Retype the lines below word for word, leaving out the pictures.

## begin Supplied material

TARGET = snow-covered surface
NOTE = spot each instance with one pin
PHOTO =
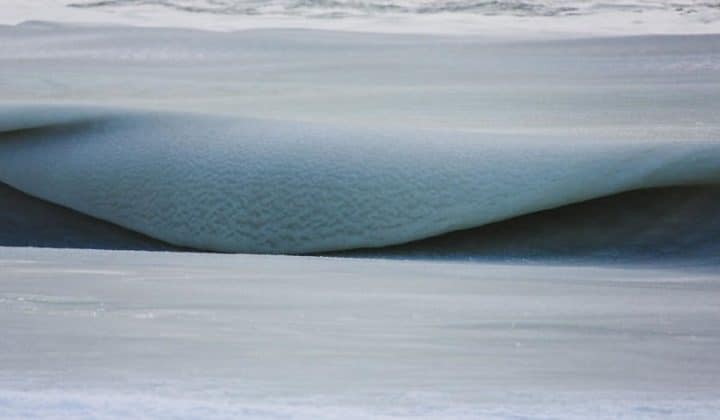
(510, 128)
(173, 335)
(527, 19)
(261, 186)
(200, 137)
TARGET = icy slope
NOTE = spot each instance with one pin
(247, 185)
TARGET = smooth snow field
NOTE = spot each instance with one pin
(495, 209)
(113, 334)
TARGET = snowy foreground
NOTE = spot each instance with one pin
(176, 335)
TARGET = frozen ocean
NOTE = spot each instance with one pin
(359, 209)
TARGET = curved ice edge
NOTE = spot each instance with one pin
(248, 185)
(671, 226)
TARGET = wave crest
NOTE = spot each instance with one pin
(246, 185)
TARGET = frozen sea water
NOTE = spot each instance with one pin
(173, 335)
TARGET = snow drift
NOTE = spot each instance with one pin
(261, 186)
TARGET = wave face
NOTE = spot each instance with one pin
(260, 186)
(673, 224)
(350, 8)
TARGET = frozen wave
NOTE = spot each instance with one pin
(262, 186)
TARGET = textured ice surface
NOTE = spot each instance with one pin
(514, 18)
(177, 335)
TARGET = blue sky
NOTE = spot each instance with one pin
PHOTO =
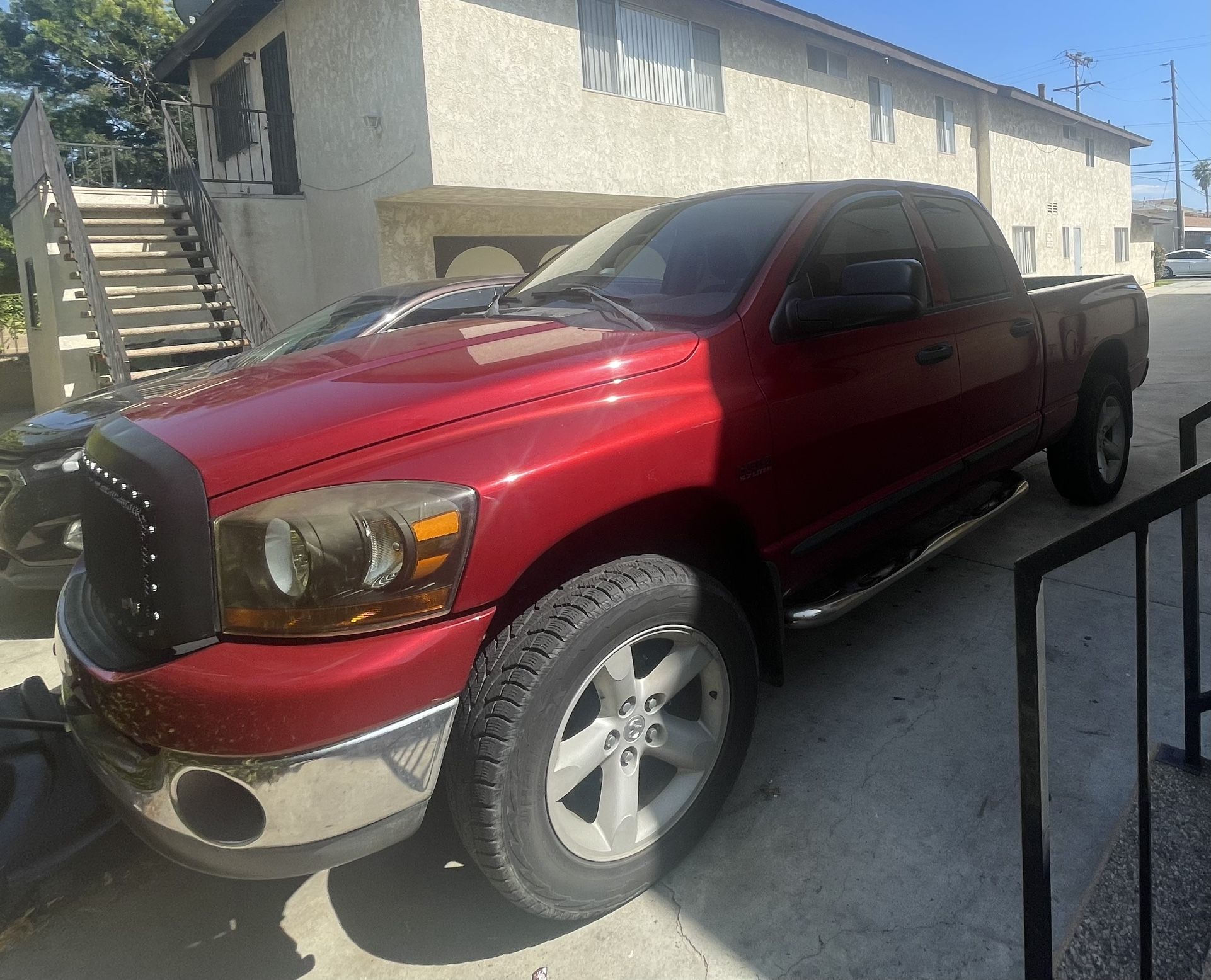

## end Supplied material

# Correct answer
TARGET = snow-covered surface
NOTE = spot each instance with one pin
PHOTO =
(510, 128)
(173, 335)
(527, 19)
(261, 186)
(200, 137)
TARGET = icy slope
NOTE = spot each instance with one pin
(247, 185)
TARGET = smooth snow field
NOTE = spot each instance with one pin
(495, 209)
(113, 334)
TARGET = snowy foreground
NOTE = spot each instance with one pin
(176, 335)
TARGET = frozen ocean
NOTE = spot each instance with one pin
(359, 209)
TARGET = curved ice edge
NOTE = spot each instance with one pin
(248, 185)
(671, 226)
TARGET = wave crest
NOTE = spot each instance with one pin
(246, 185)
TARGET = frozen sea water
NOTE = spot each instance with one pin
(173, 335)
TARGET = snow drift
NOTE = spot each instance with one pin
(261, 186)
TARGET = wave face
NOTE = spot each instance with one pin
(260, 186)
(673, 224)
(350, 8)
TARGET = frozen wave
NOTE = spot each instance with one pin
(262, 186)
TARGET = textured ice surface
NOTE = spot each instance with one pin
(514, 18)
(177, 335)
TARGET = blue sky
NOTE = spot each instance with one pin
PHOTO =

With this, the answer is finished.